* _Records shown_
◆ ◆ ◆

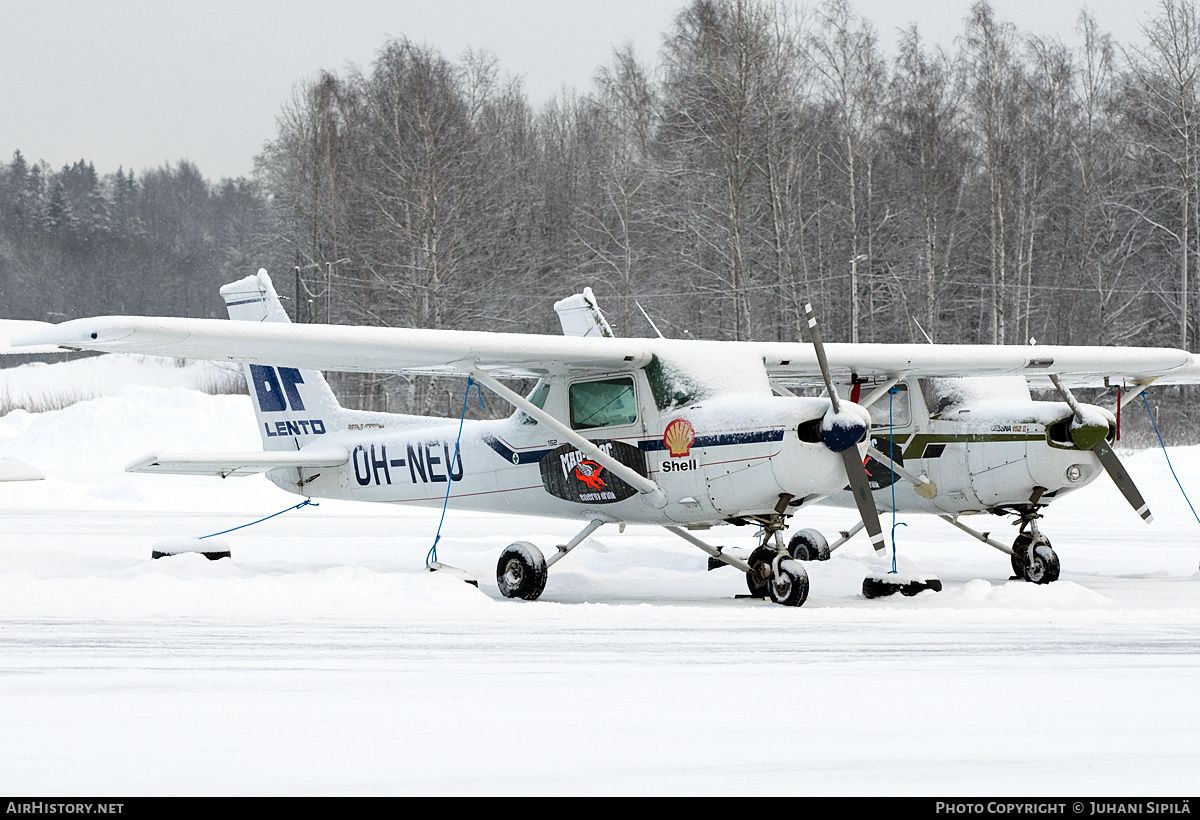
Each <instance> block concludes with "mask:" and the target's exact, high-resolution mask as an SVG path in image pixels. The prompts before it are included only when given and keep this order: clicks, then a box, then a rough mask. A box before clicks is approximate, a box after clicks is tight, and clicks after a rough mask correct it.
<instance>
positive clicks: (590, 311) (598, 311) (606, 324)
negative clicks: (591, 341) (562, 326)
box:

◆ ◆ ◆

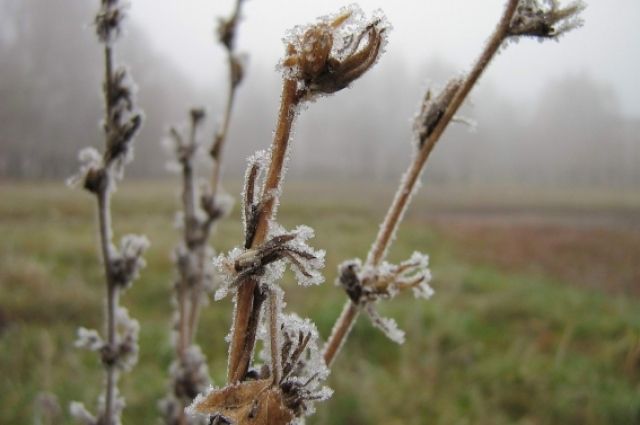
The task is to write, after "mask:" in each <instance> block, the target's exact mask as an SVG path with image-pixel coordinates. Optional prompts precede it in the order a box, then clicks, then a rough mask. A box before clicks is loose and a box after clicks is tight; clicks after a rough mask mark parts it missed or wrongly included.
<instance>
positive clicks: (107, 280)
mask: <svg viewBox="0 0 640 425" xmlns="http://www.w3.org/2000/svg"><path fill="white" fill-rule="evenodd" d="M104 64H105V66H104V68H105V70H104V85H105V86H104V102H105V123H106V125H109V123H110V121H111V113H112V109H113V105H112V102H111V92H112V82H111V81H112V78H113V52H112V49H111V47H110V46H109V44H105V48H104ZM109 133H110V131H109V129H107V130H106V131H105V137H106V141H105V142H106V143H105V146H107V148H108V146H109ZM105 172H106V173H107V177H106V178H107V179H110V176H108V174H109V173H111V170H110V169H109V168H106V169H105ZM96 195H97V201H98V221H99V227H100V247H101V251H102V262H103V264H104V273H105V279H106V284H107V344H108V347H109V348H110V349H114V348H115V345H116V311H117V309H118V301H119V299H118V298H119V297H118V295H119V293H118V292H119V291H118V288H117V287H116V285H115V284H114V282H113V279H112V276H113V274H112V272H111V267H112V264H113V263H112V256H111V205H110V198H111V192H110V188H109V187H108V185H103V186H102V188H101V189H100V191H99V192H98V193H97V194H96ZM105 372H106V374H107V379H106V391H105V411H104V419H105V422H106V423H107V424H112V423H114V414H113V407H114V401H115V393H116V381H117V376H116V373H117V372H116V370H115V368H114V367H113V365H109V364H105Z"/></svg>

◆ ◆ ◆

* _Task item_
How many lines of the material above contain the string "block", with case counting? Reply with the number only.

* _Solved problem_
2